Mais les  Grimm  étaient issus d’un siècle de lumières, qui crut au pouvoir de l’éducation, et aux progrès…en particulier du statut des femmes …



Puisse notre siècle s’en souvenir et ne pas être, quarante après, plus rétrograde que les lectrices de Elena Gianini  Belotti !!!!




dimanche 2 février 2014

Peut-on y croire , à la Chandeleur?


Presque chaque année on y croit, à la Chandeleur!
Après la clarté  dans la nuit du sapin de Noël, on traverse le mois de janvier, les yeux fixés sur ces petites minutes de jour qui allongent, saut de puce après saut de puce, les chiches lumières du mois de Janus, on y croit, à  la flamme ténue, résistante aux bourrasques, et  que le vent ne réussit pas à souffler, de la  petite chandelle de la chandeleur…

J’ai retrouvé le texte que j’avais écrit sur ce que j’appellerai:
L’illusion de la Chandeleur selon mon père




Quand j’étais enfant, si une fête comptait dans l’imaginaire païen de mon père, autant que Noël, et plus que l’Epiphanie, c’était la Chandeleur.
Je ne sais pourquoi, cette fête marquait pour lui la fin de l’hiver, l’espoir superstitieux que si on l’atteignait, une fois dépassé, ce jour marquait le terme des dangers liés au froid, au déclin de la lumière, aux maladies associées, catarrhes, pneumonies, bronchites, dont il faut bien le dire, on mourrait fréquemment à l’époque de son enfance.


La fin de l'hiver, l'espoir superstitieux....

▶ Tâche à faire 1
Restituez sans rien changer le passage de l'extrait sur la Chandeleur qui s'ouvre sur les mots contenant « J’ai retrouvé le » et se clôt sur « l'hiver, l'espoir superstitieux.... ».
▶ Tâche à faire 2
Reprenez l'extrait sur la Chandeleur là où il s'arrête et poursuivez-le.
Les lignes n'ont aucun rôle dans cet exercice.

▶ Jeu de données
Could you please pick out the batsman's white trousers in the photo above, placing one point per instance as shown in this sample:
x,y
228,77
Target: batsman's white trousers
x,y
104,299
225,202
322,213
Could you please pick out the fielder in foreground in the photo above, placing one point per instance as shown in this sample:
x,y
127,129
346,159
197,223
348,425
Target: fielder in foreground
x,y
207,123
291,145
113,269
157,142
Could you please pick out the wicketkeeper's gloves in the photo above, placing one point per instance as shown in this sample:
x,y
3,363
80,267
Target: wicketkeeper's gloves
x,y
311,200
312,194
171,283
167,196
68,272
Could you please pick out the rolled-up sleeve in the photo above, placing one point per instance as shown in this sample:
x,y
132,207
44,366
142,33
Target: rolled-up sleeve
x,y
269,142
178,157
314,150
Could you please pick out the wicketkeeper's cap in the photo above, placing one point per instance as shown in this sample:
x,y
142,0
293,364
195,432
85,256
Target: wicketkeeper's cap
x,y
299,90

▶ Espace de réponse 1
J’ai retrouvé le texte que j’avais écrit sur ce que j’appellerai:
L’illusion de la Chandeleur selon mon père




Quand j’étais enfant, si une fête comptait dans l’imaginaire païen de mon père, autant que Noël, et plus que l’Epiphanie, c’était la Chandeleur.
Je ne sais pourquoi, cette fête marquait pour lui la fin de l’hiver, l’espoir superstitieux que si on l’atteignait, une fois dépassé, ce jour marquait le terme des dangers liés au froid, au déclin de la lumière, aux maladies associées, catarrhes, pneumonies, bronchites, dont il faut bien le dire, on mourrait fréquemment à l’époque de son enfance.


La fin de l'hiver, l'espoir superstitieux....

▶ Espace de réponse 2
Chaque année donc on marquait scrupuleusement le 2 février. Ma mère tournait les crêpes dont la pâte avait reposé une demi-journée dans un grand saladier de verre jaune doré…
Ma grande mère même, en faisant sauter la première crêpe de la main droite, y jetait une piécette de sa main gauche et envoyait le tout sur le buffet de la cuisine pour une année.
Plus tard quand la fatigue des années rendit ma mère plus paresseuse, elle achetait la pâte chez le boulanger dans des bouteilles de verre vert à long col.
Puis plus tard encore vint le temps de la grosse crêpe unique dont la pâte simplement tournée à la main dans un petit saladier était versée sur des tranches de pomme coupées fin et caramélisées à la poêle. La difficulté était de la retourner proprement pour qu’elle dore des deux côtés ; le délice était la mince couche de sucre glace dont on la saupoudrait, et l’odeur de pommes cuites et de pâte associée qui fumait dans la cuisine
Puis vint le temps des amours mortes : ma mère disparue, les enfants partis, mon père achetait encore chez son boulanger des crêpes toutes faites au fort parfum de fleur d’oranger et les mettait à tiédir dans une assiette posée sur une casserolée d’eau bouillante… (au four elles se dessécheraient disait-il), jusqu’au jour de sa mort qui survint par surprise une froide fin de février, à « Chandeleur dépassée » .

..qui survint par surprise une froide fin de février...

Quelle que soit la signification véridique du mot, et le sens religieux de la fête, pour moi la Chandeleur restera indélébilement associée, à l’image prégnante d’une chandelle allumée résistant aux souffles de l’hiver et marquant le triomphe de la lumière qui revient , se mêlant dans mon âme au parfum de la pâte chaude qui brunit au bord de la poêle, des pommes caramélisées, de la fleur d’oranger,et des crêpes partagées dans la chaleur du soir.

Cette année encore , pluies, inondations, vagues déferlant sur notre côte landaise (et basque) pluies quotidiennes et si froides qu'on se dit la neige!, la neige est là! ...
ET voilà, cet après midi,  qu'un petit rayon de soleil s'est glissé entre de beaux nuages devenus et brillants clairs  ...

Alors on va encore y croire à la chandeleur!!!!